Items from a dataset:

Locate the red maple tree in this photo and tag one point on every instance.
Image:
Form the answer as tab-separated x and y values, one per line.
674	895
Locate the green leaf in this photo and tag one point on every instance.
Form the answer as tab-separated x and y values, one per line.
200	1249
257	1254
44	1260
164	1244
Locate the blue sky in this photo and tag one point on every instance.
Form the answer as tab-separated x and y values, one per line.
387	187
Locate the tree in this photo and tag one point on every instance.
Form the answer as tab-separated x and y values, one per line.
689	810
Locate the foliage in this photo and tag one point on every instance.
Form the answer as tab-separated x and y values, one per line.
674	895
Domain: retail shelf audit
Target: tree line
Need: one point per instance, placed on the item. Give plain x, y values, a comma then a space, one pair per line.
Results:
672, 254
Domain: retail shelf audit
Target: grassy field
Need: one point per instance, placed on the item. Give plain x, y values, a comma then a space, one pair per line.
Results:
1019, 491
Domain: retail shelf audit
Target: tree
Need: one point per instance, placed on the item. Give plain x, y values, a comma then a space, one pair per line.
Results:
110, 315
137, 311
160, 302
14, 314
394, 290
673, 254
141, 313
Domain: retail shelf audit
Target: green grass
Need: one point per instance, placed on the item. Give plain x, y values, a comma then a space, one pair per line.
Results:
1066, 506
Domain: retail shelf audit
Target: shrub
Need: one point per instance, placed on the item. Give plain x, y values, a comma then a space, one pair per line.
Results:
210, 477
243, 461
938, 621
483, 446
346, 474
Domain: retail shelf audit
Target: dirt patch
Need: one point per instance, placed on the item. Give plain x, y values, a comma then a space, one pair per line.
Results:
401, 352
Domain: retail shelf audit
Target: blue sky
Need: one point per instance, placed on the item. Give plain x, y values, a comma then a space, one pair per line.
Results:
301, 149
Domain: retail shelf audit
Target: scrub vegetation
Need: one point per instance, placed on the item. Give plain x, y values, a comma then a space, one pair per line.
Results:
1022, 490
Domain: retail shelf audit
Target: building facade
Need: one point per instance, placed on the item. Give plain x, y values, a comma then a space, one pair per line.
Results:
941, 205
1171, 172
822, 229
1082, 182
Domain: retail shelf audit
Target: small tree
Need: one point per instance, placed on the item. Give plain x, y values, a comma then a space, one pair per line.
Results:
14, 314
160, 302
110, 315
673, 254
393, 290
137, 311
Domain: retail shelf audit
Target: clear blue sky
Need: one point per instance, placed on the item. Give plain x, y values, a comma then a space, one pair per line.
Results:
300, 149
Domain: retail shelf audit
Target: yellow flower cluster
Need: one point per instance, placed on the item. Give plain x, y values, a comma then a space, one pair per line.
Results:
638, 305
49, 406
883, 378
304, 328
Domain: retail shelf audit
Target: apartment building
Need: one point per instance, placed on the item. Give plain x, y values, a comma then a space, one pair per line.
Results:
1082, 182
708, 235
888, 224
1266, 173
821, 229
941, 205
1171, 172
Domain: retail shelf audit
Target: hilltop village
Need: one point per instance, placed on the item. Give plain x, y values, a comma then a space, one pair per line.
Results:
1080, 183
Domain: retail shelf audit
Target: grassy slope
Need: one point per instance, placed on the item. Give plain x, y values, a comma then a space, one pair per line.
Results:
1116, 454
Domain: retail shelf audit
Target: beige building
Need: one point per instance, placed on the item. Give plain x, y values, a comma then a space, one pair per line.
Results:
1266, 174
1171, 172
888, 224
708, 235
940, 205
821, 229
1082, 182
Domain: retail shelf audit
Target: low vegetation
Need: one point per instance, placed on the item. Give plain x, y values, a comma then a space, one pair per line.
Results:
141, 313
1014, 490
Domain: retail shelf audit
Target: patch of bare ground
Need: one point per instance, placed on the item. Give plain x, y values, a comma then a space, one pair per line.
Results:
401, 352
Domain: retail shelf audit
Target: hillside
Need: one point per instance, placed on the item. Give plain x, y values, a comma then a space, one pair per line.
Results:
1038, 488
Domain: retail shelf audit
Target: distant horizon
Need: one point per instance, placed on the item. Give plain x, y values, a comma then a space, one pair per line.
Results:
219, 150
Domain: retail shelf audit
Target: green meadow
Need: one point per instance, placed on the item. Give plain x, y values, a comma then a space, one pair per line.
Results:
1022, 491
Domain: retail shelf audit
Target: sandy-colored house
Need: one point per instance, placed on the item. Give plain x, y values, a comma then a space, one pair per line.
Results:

## Description of the task
Quote every line of the data, word for word.

## Solution to this exercise
Locate the red maple tree in this photo and tag one point on every instance.
Image:
Form the answer as tab-separated x and y values, one per line.
674	895
Locate the green leaf in this photo and tag one point on every instance.
Form the answer as tab-separated x and y values, one per line.
200	1249
257	1254
44	1260
164	1244
Locate the blue sky in this photo and tag one point on every instance.
Form the answer as tab-separated x and y values, one per line.
387	187
Locate the tree in this photo and tag one point on every instance.
Form the answer as tab-separated x and y values, one per line.
689	810
Locate the foliage in this photo and tag one point on every instance.
Form the answer as tab-separated x and y values, one per line.
674	895
Domain: retail shelf audit
Target: tree line
Need: one point per instance, placed on the item. Give plain x, y values, a comma then a space, one pair per line.
Results:
672, 254
Domain: retail shelf audit
Target: grassy field
Need: one point per instance, placed on the item. Give plain x, y values, a comma then a space, one pair per line.
Results:
1019, 491
Domain: retail shelf audit
Target: tree
Need: one point per instance, placed on the item. Give plain x, y values, a comma then a space, one pair per line.
Results:
110, 315
137, 311
160, 302
14, 314
394, 290
673, 254
141, 313
Domain: retail shelf audit
Target: green grass
Need: one point per instance, placed on the item. Give plain x, y values, a comma then a space, one pair per line.
Results:
1066, 506
Domain: retail shelf audit
Target: shrub
Need: one point per instance, placed on the item. Give plain x, y values, a comma then a space, one pair per line.
Results:
210, 477
243, 461
938, 621
483, 446
346, 474
Domain: retail shelf audit
Target: dirt patch
Need: one point per instance, placed on the item. Give plain x, y values, a comma then a space, one pair per line.
Results:
401, 352
Domain: retail shelf audit
Target: blue sky
Need: one point per instance, placed on the item. Give plain x, y values, a comma then a space, one pair per line.
Results:
301, 149
Domain: retail shelf audit
Target: scrub vegetation
Need: one point per instance, placed on the item. Give plain x, y values, a comma then a space, one pair per line.
Results:
1022, 490
Domain: retail shelf audit
Target: building facade
Need: one point per instance, placed on the item. Give plain x, y values, a comma then a space, one pair per line.
Results:
941, 205
1171, 172
822, 229
1082, 182
Domain: retail shelf audit
Target: small tree
Need: one point per instance, placed on the item. Give plain x, y values, a comma then a space, one pair per line.
Results:
14, 314
160, 302
110, 315
673, 254
393, 290
137, 311
Domain: retail shelf audit
Target: clear blue sky
Need: one point per instance, placed on the item. Give plain x, y values, a comma then a space, one pair per line.
Results:
300, 149
Domain: retail shelf audit
Target: yellow flower cluster
Need: one point per instance, placed on the item. Give plain x, y values, a comma then a space, one pair per line.
Results:
638, 305
49, 406
883, 378
304, 328
Domain: retail shelf audit
Target: apartment building
Need: one point per instance, placed on the item. Give plain x, y values, a comma then a space, one pair per line.
Results:
1082, 182
708, 235
888, 224
1266, 173
821, 229
941, 205
1171, 172
Domain: retail shelf audit
Target: hilltop village
Need: one point per instance, placed on the item. Give plain x, y values, a comma then a space, one pair per line.
Results:
1080, 183
Domain: retail shelf audit
Target: grassy slope
Need: one point per instance, placed on the item. Give plain x, y values, a comma then a space, one pair per line.
Results:
1116, 454
Domain: retail shelf audit
Target: beige building
Need: one point per instance, placed on the item. Give plain x, y values, a comma then a space, one pair per line.
Results:
1266, 174
1171, 172
888, 224
708, 235
940, 205
821, 229
1082, 182
Domain: retail shelf audit
Target: low vegetation
Need: one point per instance, placed on the item. Give plain x, y values, a comma then a space, one pair per line.
Results:
141, 313
1014, 490
Domain: retail shelf audit
Target: patch of bare ground
Need: one point per instance, placed on the item. Give plain x, y values, a comma then a space, one pair per line.
Results:
401, 352
Domain: retail shelf audit
Target: hillside
Need: one point per instance, placed on the item. Give plain x, y values, a comma then a space, one pair per line.
Results:
1038, 488
Domain: retail shelf audit
Target: distant horizon
Need: one point per instance, placed on the item. Give plain x, y values, a comma then a space, one pair per line.
Results:
219, 150
Domain: retail shelf audit
Target: green meadow
Need: one point per instance, placed on the item. Give plain x, y values, a comma then a space, one pair per line.
Results:
1022, 491
Domain: retail shelf audit
Target: sandy-colored house
Need: one point per instance, placed on the item. Give plain x, y values, a comma then a space, one pair per line.
Results:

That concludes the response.